WHAT TO WORK ON: Present the material from its first line through the line containing "[543,179,590,196]" as a numbered list, skipping blank lines and leaving out the pictures.

RECORDS TO USE:
>> START
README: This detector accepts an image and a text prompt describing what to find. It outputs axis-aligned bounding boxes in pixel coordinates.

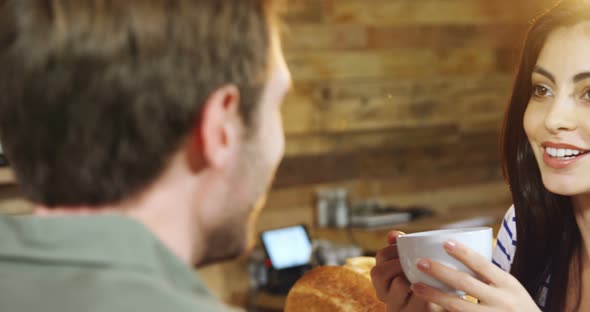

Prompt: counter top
[311,206,507,253]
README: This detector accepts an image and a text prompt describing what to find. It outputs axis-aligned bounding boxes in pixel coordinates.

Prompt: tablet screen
[262,225,312,270]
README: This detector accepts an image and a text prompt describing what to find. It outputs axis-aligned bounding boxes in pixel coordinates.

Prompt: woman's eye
[533,85,553,97]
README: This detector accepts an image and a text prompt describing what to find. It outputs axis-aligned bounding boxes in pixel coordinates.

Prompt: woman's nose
[545,97,578,133]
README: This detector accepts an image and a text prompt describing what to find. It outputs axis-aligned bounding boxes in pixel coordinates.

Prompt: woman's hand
[371,231,441,312]
[412,241,540,312]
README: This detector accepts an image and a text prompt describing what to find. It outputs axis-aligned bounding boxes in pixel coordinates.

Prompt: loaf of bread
[285,257,385,312]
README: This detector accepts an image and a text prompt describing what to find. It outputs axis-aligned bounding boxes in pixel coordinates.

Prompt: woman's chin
[543,179,590,196]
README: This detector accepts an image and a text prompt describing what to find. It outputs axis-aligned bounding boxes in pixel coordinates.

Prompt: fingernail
[412,284,426,294]
[445,240,457,251]
[418,259,430,270]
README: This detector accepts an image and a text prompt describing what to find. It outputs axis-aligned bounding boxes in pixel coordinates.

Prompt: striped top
[492,206,549,310]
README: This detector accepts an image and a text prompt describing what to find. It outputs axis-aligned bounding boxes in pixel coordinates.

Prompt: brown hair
[0,0,284,206]
[502,0,590,311]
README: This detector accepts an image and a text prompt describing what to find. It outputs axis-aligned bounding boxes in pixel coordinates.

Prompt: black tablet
[260,225,312,270]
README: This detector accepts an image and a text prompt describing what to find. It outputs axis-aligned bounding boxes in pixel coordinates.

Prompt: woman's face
[524,22,590,196]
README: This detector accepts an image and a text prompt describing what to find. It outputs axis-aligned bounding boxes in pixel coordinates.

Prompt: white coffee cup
[396,227,493,296]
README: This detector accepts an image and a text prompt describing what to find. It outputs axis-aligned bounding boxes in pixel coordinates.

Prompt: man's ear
[188,85,242,171]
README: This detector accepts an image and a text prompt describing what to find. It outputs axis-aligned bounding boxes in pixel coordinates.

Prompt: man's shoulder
[80,272,231,312]
[0,267,227,312]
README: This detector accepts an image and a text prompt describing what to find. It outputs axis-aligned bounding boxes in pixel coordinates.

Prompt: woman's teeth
[545,147,586,160]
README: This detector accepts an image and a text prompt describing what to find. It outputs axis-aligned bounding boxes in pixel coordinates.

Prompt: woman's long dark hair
[502,0,590,312]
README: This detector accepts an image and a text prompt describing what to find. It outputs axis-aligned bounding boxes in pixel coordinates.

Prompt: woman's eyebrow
[574,72,590,83]
[533,66,556,83]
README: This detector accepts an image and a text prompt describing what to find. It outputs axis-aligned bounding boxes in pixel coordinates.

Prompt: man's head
[0,0,289,261]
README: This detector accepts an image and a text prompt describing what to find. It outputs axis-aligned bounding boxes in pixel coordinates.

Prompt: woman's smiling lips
[542,142,589,169]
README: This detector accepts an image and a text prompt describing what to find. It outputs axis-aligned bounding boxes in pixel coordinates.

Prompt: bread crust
[285,266,385,312]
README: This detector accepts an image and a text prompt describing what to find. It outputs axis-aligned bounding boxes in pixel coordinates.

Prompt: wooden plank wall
[0,0,553,299]
[259,0,553,234]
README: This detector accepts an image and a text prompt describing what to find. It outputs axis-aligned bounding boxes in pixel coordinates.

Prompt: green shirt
[0,215,232,312]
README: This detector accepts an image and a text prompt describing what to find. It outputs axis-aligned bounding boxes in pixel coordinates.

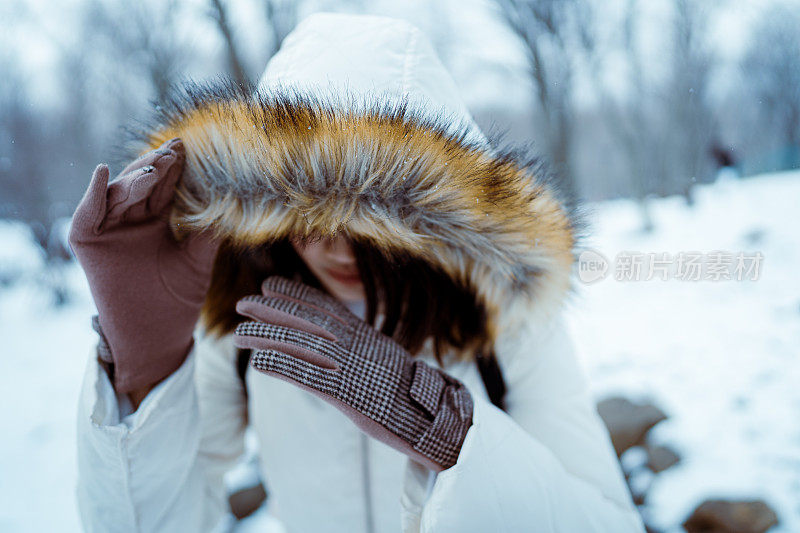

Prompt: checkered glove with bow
[235,276,472,472]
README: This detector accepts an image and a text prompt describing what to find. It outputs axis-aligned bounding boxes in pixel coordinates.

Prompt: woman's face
[291,237,365,302]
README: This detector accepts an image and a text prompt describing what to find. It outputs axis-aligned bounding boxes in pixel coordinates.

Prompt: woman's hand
[69,139,218,392]
[234,276,472,472]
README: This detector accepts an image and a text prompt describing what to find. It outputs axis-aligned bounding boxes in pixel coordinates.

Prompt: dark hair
[203,239,488,363]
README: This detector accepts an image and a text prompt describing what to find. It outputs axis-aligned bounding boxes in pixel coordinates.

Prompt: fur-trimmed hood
[126,15,576,339]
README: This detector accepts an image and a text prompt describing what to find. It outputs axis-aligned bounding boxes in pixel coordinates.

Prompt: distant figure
[711,143,742,181]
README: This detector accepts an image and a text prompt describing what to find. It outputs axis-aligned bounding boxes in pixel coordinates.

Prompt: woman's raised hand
[69,139,218,392]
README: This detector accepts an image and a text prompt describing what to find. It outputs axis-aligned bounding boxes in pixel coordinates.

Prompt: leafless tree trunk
[264,0,298,57]
[667,0,715,204]
[496,0,590,200]
[742,6,800,168]
[209,0,250,86]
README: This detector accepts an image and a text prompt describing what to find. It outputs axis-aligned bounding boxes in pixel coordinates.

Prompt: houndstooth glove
[234,276,472,472]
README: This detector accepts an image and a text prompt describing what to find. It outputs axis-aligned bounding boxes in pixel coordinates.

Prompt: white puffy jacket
[73,11,643,533]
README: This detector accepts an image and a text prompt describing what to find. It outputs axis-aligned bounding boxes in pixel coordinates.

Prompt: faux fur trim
[123,82,576,339]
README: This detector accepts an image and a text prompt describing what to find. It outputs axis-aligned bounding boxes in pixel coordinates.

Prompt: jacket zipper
[361,433,375,533]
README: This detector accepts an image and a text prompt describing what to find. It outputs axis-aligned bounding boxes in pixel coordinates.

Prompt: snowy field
[0,172,800,532]
[571,172,800,532]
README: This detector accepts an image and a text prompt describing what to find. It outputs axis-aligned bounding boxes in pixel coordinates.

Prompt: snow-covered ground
[570,172,800,531]
[0,172,800,531]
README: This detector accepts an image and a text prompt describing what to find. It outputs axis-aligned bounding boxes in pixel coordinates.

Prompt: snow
[569,172,800,531]
[0,172,800,531]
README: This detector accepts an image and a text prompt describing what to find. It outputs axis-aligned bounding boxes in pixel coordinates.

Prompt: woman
[70,15,642,532]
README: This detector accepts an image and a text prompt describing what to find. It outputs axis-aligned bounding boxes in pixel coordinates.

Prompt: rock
[645,445,681,474]
[683,500,778,533]
[228,484,267,520]
[597,397,667,457]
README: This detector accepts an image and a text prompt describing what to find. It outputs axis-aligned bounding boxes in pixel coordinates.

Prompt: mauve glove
[234,276,472,472]
[69,139,218,393]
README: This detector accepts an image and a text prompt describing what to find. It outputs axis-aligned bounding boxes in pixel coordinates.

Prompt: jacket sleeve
[403,312,644,533]
[77,330,246,532]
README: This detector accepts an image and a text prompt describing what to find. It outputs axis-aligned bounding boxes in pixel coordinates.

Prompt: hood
[123,14,576,340]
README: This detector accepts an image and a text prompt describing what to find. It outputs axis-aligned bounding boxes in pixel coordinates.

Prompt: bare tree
>> END
FINAL RESULT:
1. README: This detector accepts an image and a text prompt describing what to find. It outputs axis-aligned bounding boxes in pixel coordinates.
2. Prompt: counter top
3. [311,206,507,253]
4. README: This detector accepts an image and a text prompt describing what to find. It outputs axis-aligned bounding boxes in pixel coordinates.
5. Prompt: tablet screen
6. [262,225,312,270]
7. README: This detector accepts an image and a text prompt describing what to find. It outputs axis-aligned bounding boxes in pixel coordinates.
8. Prompt: woman's eye
9. [533,85,553,97]
10. README: This detector accepts an image and a text prompt describing what to find. It outputs axis-aligned bounding boxes in pixel coordinates.
11. Prompt: woman's nose
12. [545,97,578,133]
13. README: This detector accepts an image and a text prompt describing what to find. It outputs axis-aligned bounding boxes in pixel coordinates.
14. Prompt: woman's hand
15. [371,231,441,312]
16. [412,241,540,312]
17. README: This detector accepts an image and a text prompt describing what to find. It outputs axis-aligned bounding boxes in pixel coordinates.
18. Prompt: loaf of bread
19. [285,257,385,312]
20. README: This detector accepts an image and a text prompt describing what to find. It outputs axis-aligned bounding boxes in pixel coordinates.
21. Prompt: woman's chin
22. [543,179,590,196]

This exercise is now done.